Begin

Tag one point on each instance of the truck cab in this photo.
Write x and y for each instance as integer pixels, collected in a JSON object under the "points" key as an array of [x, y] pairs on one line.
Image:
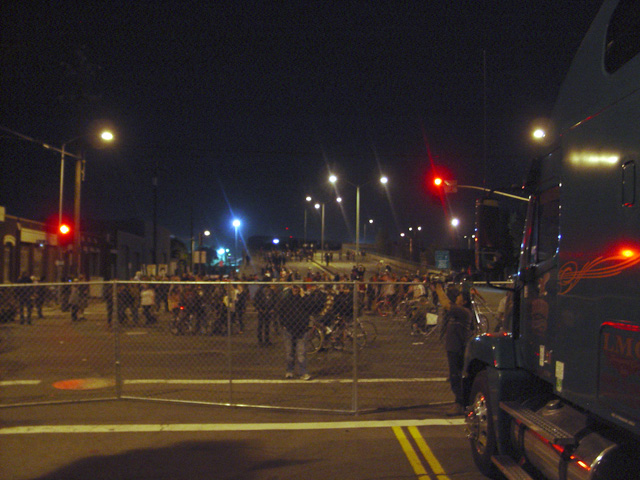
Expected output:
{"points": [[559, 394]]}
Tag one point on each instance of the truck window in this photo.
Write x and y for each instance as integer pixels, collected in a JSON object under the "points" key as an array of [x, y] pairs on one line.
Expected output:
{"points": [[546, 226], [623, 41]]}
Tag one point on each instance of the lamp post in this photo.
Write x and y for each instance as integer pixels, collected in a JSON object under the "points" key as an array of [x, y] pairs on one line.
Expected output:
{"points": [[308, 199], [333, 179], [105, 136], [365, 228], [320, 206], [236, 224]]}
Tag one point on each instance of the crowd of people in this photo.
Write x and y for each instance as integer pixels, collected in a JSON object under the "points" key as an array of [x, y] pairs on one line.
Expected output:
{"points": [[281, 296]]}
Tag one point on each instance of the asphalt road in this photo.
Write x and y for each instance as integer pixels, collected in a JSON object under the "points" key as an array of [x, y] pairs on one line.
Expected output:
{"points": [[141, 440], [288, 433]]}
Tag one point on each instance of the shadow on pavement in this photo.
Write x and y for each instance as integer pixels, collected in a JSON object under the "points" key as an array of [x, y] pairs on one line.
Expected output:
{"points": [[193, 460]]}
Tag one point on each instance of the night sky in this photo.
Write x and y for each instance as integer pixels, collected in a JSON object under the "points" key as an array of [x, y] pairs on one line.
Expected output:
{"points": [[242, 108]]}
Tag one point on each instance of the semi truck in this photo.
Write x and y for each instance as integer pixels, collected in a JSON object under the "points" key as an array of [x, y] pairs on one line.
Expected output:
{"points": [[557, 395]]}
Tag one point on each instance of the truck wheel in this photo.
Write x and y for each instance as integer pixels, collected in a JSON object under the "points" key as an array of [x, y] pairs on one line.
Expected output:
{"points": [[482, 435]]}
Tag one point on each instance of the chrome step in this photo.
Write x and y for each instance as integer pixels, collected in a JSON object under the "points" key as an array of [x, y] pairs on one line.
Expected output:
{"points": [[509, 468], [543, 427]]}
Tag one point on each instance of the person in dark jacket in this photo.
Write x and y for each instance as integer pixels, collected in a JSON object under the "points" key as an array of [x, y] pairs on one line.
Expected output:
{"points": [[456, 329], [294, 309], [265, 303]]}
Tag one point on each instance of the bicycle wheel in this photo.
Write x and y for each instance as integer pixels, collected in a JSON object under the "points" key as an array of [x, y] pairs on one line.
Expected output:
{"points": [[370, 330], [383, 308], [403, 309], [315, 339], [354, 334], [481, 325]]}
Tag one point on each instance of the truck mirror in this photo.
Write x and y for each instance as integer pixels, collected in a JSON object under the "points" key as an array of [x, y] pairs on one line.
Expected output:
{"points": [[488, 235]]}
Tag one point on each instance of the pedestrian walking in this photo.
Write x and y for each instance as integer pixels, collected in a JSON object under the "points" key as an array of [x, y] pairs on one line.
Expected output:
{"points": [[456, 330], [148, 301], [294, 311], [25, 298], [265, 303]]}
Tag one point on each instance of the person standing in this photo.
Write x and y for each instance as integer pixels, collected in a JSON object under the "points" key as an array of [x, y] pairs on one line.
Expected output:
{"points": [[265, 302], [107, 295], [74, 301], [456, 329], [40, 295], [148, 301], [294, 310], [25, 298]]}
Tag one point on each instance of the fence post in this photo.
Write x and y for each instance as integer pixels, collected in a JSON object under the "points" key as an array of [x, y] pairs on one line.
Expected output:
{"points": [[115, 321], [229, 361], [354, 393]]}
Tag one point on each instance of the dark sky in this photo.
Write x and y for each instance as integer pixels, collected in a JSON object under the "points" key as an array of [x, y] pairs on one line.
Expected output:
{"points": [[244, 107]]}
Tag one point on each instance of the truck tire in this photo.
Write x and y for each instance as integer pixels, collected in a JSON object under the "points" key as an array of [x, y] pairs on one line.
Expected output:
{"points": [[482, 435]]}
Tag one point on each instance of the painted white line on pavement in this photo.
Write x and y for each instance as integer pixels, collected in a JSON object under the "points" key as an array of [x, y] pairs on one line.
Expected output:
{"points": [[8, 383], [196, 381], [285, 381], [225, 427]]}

End

- [WHAT YOU NEED TO DO]:
Set the pictures aside and transcribe the data above exactly.

- [EXPECTED OUTPUT]:
Tag one point on each instance of the truck cab in this photo.
Write x and y for each instance as integer pixels, collected in a JSON object under the "points" key as an array of [x, y] pairs on one line.
Image:
Expected output:
{"points": [[559, 394]]}
Tag one point on each instance of the truck window in this photo.
Write x and y for each instance as integer pixels, collected in a JSON object under the "points" key as an array of [x, y] pairs on one line.
Expected output:
{"points": [[546, 226], [623, 41]]}
Tag one point on each instance of the lamp post in this photo.
Write x and y for each instance as integer pixels, collected in a JSON object under the "points" key as an array of [x, y] pairs on one line.
Expected output:
{"points": [[308, 199], [333, 179], [105, 136], [365, 228], [320, 206], [236, 224]]}
Tag one point on each instance of the crowd of people in this photo.
Write x and y for each instance as integer pixels, collected in a JSON object under the "points" key as an array of [x, y] pairs on one line.
Expected output:
{"points": [[281, 296]]}
Tag one point on each instance of the asphalt road in this photo.
Write x and y for each instance as integer pixels, collected in a JSON object under the "points" key as an array of [x, y] pairs on one line.
Expected output:
{"points": [[141, 440], [288, 433]]}
Tag one point on each instance of the shadow on pavement in this photo.
Write x and y for each instance as integer pixels, collected in a JSON object under the "points" key as an array of [x, y] pairs on one line.
Expected output:
{"points": [[193, 460]]}
Tag one point on each instance of the night sky in this photo.
Write x and y for each instance as integer pixels, collected in a JSON object under the "points" key as an array of [x, y] pairs on one line.
Expected output:
{"points": [[242, 108]]}
Tag one point on each instance of the semi truck in this photo.
Write x and y for each instance as integer pixels, collected in a JSON object under the "points" key as an array of [x, y] pairs on one line.
Expected output:
{"points": [[557, 395]]}
Tag one point on each instance of the truck wheel in this photo.
Write x and y for each instance as integer pixels, collected in a JSON object under the "points" key as an array of [x, y] pairs on one line.
Expected output:
{"points": [[482, 435]]}
Tag one point on each instance of the chrome step in this photo.
Write x and y for each instance as integer pixels, collected in a JSON object under the "points" key as an array of [x, y] pairs on one line.
Expected output:
{"points": [[509, 468], [543, 427]]}
Tag one point on each instance of the person in dark jacket in this photo.
Write x and y for each instance as integer pixels, collected in a JSON object under the "points" key as an array of [x, y] pairs on one line.
Expected output:
{"points": [[456, 329], [294, 309], [265, 303]]}
Tag one point on each instance of the bicycle wheel in this photo.
Write x and y for each instance as integer pixels, collected in a JSON object under the "points" key as an array of [x, y] pairs on one line.
Expected output:
{"points": [[370, 330], [383, 308], [403, 309], [315, 339], [354, 334], [481, 325]]}
Tag one point on each instance of the truck mirror in this photo.
Write x and y for each instance as integer pixels, collected in a JSON object under the "points" key as an array of [x, y] pairs on one line.
Expected output:
{"points": [[488, 235]]}
Tag one point on each instance of the pedestrian walking in this photo.
Write x and y for each instance as integer pixels, collected in a JSON object under the "points" key as an array of [x, y] pairs on one line.
Expected output:
{"points": [[456, 330], [148, 301], [294, 311], [25, 298], [265, 303]]}
Tag one point on each instance of the person standing in this photo.
Write x and y for each instance as integer pixels, collected in a JSON object under the "points" key as an array of [x, y] pairs on one line.
Expected output:
{"points": [[265, 302], [107, 295], [74, 301], [456, 329], [40, 295], [148, 301], [294, 310], [25, 298]]}
Tag one point on each instance of the fence post in this photo.
Write x and y for each instance as integer pixels, collected in a JSON object under the "points" key as an array of [x, y] pairs on one line.
Expected output:
{"points": [[115, 321], [229, 361], [354, 393]]}
Tag one point on each instance of the dark sky in this photo.
Write x and y for each instance as integer pixels, collected in a JSON object under the "points" key as an array of [x, y] pairs on one line.
Expected output:
{"points": [[244, 107]]}
Tag one point on each instance of the truck tire in this photo.
Write x and y for each instance as integer pixels, collected in a JSON object under the "points" key as an array of [x, y] pairs on one line.
Expected output:
{"points": [[482, 435]]}
Tag one point on each instance of the painted white line on pavement in this photo.
Write x and y for each instance as integer pixels, collected in a JSON object under the "points" key as an array of [x, y] pairs on one line.
Expected output:
{"points": [[8, 383], [196, 381], [285, 381], [225, 427]]}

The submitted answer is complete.